The o2o from zhonglinxie

O2O

O2O: ODE-based learning to optimize (O2O) is a comprehensive framework integrating the inertial system with Hessian-driven damping (ISHD) for developing optimization methods. We focus on the uncontrained convex smooth optimization: $$\min_{x}\quad f(x),\qquad x\in\mathbb{R}^n.$$

The pipeline of O2O is as follows:

The key ingredients of the proposed pipeline are:

Convergence guarantee: Ensures the stable discretization of the ODE using the forward Euler scheme, consisting of a convergence condition and a stability condition.
Learning to optimize framework: Utilizes a learning to optimize framework and a corresponding algorithm to find the optimal coefficients numerically.
Stopping time: A measure of the efficiency of the algorithm generated by discretizing the ODE, generalizing complexity from discrete-time to continuous-time cases.
Probability distribution of a parameterized function family: Defines the probability distribution by establishing equivalence with corresponding parameters.
Stochastic penalty algorithm (StoPM): Solves the L2O problem using penalty function method and stochastic optimization algorithms. We provide convergence guarantees for StoPM under the sufficient decrease assumption, using only the conservative gradients, which makes the algorithm more robust and general.

Problems and tasks ::
1 - Please summarize the O2O description above in two sentences.
2 - According to the O2O description, what numerical scheme is used to discretize the ODE in the convergence guarantee?

Dataset extract ::
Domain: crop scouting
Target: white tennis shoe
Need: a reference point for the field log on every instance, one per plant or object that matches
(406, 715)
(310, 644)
==
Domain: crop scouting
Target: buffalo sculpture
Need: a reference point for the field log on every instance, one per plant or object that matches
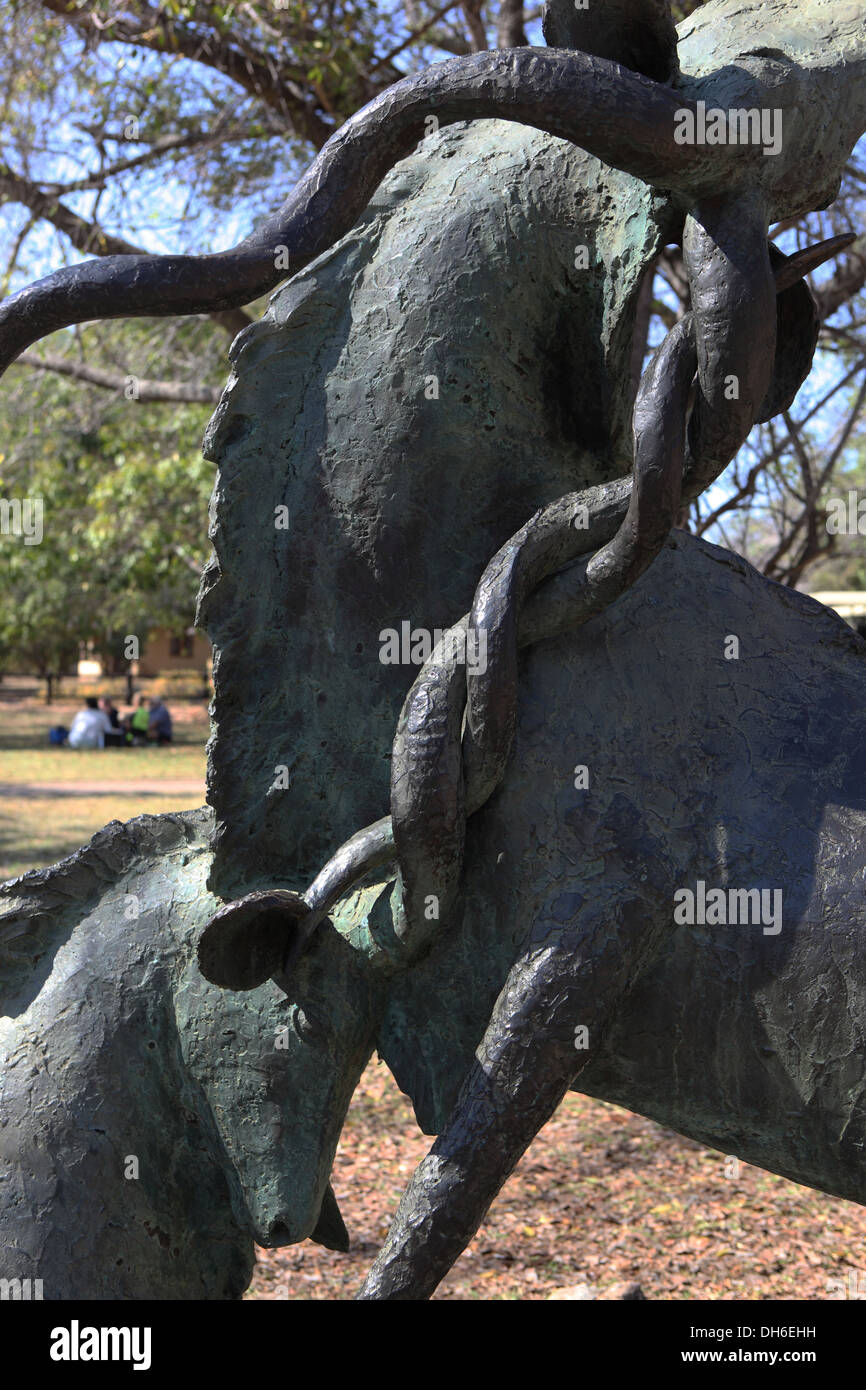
--
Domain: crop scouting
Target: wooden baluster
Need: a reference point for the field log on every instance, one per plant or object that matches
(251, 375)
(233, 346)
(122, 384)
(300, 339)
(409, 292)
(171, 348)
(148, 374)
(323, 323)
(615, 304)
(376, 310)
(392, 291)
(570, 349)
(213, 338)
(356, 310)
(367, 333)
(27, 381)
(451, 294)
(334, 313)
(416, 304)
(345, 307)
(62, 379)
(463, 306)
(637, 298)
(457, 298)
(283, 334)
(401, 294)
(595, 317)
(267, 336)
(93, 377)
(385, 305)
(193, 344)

Exercise responses ::
1 - O2O is a framework for developing optimization methods that integrates the inertial system with Hessian-driven damping (ISHD) and focuses on unconstrained convex smooth optimization. Its key ingredients are a convergence guarantee for stable forward Euler discretization of the ODE, a learning to optimize framework for finding optimal coefficients numerically, a stopping time that measures efficiency, a probability distribution over a parameterized function family, and a stochastic penalty algorithm (StoPM) that solves the L2O problem.

2 - The forward Euler scheme.